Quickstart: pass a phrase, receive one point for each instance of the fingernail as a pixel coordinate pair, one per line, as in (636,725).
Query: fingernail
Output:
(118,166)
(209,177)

######

### ABOUT THIS EXERCISE
Would you output all of the material exactly as it reads?

### TASK SOLUTION
Quickstart: pass a phrase, receive one point for each instance of the fingernail as a pixel coordinate pair, one per line, as in (636,725).
Query: fingernail
Output:
(118,166)
(209,177)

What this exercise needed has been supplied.